====== Extrait de page

Fustiger le nouvel Jules Moch ou fustiger les immigrés illégaux ? Le
débat devrait pourtant être tout autre : comment rester ferme à la fois sur une immigration maîtrisée et sur les valeurs républicaines ?
Et voici qu’on continue de parler d’immigration et de "Roms" avec le "cas" particulièrement éclairant de Leonarda, collégienne de 15 ans qui a été expulsée avec sa
famille le 9 octobre 2013 (lire ici).
Les médias se sont emparé de Leonarda et de sa famille même dans leur nouvelle ville, à Mitrovica, dans le
nord du Kosovo. Avec les nouvelles technologies et la libre circulation des journalistes, il y a presque une provocation à aller suivre ainsi des expulsés. Et c’est forcément difficile pour le
pouvoir qui a décidé de ces expulsions.
Un débat public pas inutile
Cependant, c’est à mon sens assez sain que la polémique enfle sur ce sujet. Il y a environ une vingtaine de
milliers d’expulsions chaque année, en général passées médiatiquement inaperçues. C’est une polémique car les réactions ont été très variées.

============
====== Données brutes

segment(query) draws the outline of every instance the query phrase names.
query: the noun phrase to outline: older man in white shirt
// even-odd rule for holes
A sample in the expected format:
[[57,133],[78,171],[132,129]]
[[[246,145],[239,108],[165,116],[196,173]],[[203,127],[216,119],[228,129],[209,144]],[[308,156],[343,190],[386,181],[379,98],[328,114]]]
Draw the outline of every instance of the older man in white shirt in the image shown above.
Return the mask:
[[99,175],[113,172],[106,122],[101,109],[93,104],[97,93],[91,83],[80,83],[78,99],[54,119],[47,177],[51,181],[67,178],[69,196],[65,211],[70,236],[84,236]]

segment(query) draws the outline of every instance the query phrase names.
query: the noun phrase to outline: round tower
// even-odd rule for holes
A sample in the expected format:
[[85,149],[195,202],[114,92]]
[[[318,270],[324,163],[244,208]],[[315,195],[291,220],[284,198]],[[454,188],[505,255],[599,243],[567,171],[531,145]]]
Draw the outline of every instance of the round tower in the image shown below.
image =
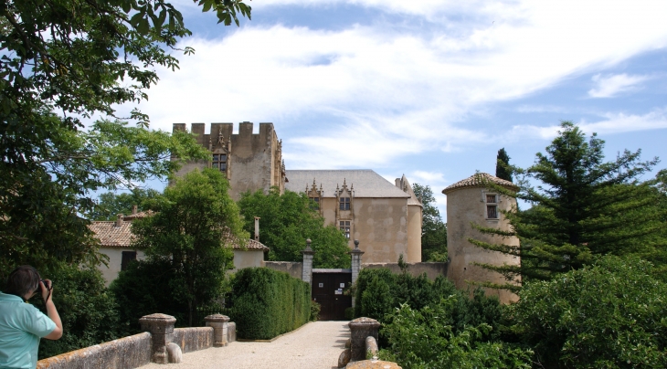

============

Objectif 1
D'après l'extrait de page sur l'affaire Leonarda, à quelle date la collégienne a-t-elle été expulsée avec sa famille ?
Objectif 2
Prolongez le texte sur l'affaire Leonarda à partir de sa dernière phrase.
Le matériel n'a aucun rôle dans ce travail.

Réponse rédigée 1
Le 9 octobre 2013.

Réponse rédigée 2
Il y a d’abord eu des personnes choquées par le manque d’humanité de l’expulsion de la jeune fille devant ses
camarades. On imagine ce qu’aurait été cette réaction sous le quinquennat précédent. La réaction est légitime car c’est bien une certaine idée de la France qui est en cause.
Il y a ensuite eu la voix officielle, celle du ministère et de la préfecture, qui s’est bornée à dire que les
autorités appliquaient la loi, voix vite soutenue par Jean-Pierre Chevènement, élu voisin, qui expliquait
le 17 octobre 2013 sur i-Télé : « Nous vivons en permanence sous la dictature de l’émotion. » et qui reprenait les arguments de son
parti communiqués la veille : « Il n’y a pas d’expulsion sans douleur et chaque expulsion est un échec pour les individus ou les familles qui
aspiraient à vivre en France. Les bénévoles des associations qui sont présents auprès de ces personnes accomplissent un travail d’une grande humanité. Les responsables politiques, eux, ont des
obligations plus larges. Le Ministère de l’Intérieur, en particulier, est un ministère difficile, celui du réel, de ses contradictions et du droit. ».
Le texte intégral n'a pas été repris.